(WHAT YOU SHOULD DO) Please gather every line in the items below that contains the word "collar", and copy each of those lines in full.

(EXTRACTED INFORMATION)
========

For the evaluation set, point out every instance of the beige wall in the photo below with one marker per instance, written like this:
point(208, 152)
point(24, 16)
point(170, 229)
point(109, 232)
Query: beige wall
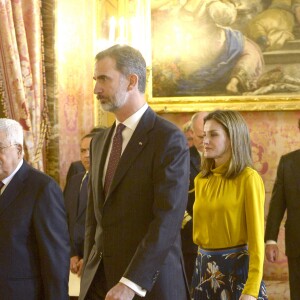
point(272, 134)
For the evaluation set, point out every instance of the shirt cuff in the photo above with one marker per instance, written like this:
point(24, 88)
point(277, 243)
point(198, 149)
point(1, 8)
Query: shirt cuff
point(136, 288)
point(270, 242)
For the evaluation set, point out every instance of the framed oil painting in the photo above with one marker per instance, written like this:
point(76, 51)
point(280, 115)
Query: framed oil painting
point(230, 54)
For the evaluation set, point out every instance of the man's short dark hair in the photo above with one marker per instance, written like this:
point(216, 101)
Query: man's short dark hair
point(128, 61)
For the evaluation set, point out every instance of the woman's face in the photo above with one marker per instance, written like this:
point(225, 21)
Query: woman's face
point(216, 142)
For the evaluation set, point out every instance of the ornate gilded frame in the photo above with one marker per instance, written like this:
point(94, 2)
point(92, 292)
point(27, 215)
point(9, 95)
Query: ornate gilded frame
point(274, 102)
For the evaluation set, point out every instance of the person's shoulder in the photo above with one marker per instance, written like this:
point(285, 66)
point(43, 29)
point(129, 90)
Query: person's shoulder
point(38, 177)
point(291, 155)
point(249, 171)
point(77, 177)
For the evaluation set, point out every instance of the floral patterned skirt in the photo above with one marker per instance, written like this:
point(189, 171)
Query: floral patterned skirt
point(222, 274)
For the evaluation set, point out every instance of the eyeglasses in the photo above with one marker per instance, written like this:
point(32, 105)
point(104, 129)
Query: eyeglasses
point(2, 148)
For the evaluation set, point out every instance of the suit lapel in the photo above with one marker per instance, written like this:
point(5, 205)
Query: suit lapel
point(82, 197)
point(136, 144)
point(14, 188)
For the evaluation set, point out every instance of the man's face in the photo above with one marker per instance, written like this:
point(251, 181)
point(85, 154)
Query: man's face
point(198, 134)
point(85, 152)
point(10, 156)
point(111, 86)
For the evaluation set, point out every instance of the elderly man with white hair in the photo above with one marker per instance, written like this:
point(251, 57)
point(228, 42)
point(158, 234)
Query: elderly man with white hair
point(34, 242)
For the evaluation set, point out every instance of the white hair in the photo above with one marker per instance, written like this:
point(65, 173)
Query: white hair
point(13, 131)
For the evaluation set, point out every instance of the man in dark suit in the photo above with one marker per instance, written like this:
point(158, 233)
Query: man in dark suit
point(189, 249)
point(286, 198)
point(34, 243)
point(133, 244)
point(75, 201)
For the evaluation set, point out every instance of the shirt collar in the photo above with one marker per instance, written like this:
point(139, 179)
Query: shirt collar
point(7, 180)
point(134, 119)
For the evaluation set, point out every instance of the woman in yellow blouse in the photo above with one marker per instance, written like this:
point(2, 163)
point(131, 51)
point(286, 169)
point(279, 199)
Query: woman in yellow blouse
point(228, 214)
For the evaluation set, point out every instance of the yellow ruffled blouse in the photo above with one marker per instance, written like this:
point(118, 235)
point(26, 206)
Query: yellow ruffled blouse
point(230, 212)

========

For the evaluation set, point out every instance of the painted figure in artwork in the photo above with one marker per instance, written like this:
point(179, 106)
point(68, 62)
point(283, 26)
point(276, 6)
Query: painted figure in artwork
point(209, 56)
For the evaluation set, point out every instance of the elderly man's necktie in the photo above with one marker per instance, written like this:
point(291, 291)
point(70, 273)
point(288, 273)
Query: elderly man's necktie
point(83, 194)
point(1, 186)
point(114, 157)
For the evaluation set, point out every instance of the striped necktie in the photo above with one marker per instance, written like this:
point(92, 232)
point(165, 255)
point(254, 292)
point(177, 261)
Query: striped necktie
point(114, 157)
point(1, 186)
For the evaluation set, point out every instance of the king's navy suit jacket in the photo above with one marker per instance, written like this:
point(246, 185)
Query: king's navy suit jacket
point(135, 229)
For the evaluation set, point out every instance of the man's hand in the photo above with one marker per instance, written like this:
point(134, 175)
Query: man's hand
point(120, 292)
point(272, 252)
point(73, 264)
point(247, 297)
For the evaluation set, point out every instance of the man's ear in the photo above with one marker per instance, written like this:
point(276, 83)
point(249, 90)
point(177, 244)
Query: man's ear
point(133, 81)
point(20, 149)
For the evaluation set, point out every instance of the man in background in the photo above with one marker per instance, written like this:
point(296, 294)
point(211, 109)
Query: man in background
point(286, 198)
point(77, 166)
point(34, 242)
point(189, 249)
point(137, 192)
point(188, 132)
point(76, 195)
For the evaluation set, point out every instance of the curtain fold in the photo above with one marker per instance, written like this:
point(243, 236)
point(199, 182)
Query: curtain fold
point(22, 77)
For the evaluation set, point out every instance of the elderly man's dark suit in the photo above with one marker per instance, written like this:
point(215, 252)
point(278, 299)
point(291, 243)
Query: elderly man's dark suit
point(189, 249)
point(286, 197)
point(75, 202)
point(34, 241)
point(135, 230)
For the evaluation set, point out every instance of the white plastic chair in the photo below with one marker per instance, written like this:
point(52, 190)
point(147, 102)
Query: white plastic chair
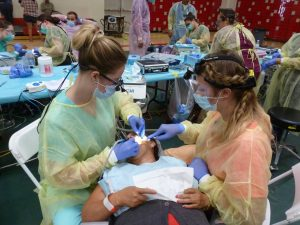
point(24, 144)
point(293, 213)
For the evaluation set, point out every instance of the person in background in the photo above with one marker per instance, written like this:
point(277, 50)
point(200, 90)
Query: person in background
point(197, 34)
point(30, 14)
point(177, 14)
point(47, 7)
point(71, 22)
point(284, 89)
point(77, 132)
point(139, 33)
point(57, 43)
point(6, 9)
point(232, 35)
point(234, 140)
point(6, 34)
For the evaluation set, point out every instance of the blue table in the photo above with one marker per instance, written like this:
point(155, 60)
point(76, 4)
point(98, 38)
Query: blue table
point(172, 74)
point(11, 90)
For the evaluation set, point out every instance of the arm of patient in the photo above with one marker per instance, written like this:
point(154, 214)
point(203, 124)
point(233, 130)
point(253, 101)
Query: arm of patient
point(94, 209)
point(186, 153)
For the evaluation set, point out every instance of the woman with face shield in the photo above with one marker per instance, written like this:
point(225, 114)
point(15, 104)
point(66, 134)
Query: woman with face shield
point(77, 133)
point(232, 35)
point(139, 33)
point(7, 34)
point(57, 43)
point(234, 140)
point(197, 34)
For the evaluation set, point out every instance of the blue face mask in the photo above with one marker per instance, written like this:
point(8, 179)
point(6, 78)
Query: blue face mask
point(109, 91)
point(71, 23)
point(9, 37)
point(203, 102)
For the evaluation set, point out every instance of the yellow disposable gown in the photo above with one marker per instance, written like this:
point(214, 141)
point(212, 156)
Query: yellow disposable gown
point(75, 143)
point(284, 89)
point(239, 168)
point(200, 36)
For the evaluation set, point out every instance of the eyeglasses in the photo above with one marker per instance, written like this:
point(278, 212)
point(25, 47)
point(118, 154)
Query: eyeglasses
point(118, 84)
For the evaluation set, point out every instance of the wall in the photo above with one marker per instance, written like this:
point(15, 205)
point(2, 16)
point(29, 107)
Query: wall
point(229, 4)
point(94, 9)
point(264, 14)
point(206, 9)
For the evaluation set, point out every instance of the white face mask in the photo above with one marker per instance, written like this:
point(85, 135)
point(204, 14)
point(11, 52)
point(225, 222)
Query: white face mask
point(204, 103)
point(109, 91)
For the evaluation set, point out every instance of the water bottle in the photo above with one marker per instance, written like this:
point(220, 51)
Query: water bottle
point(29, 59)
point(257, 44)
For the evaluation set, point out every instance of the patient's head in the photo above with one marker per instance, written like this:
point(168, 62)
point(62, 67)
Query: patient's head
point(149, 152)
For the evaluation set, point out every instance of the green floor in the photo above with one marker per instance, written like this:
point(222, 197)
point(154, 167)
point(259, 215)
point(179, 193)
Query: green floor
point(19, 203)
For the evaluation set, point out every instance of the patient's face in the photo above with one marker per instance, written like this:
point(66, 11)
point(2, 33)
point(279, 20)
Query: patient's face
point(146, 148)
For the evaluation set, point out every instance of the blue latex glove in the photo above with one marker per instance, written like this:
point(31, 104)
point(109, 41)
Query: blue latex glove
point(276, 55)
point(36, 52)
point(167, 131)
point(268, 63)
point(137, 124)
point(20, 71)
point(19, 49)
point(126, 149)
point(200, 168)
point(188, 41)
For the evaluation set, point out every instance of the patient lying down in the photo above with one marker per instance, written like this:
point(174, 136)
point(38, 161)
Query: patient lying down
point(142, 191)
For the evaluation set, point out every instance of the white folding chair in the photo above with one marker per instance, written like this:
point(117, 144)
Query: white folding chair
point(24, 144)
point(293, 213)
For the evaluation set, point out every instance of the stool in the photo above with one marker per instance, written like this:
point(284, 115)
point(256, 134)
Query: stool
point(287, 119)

========

(FULL SOLUTION)
For the evaluation set, point out every instance of the shirt collar in the photo above with one marker per instance, written like this:
Query: shirt collar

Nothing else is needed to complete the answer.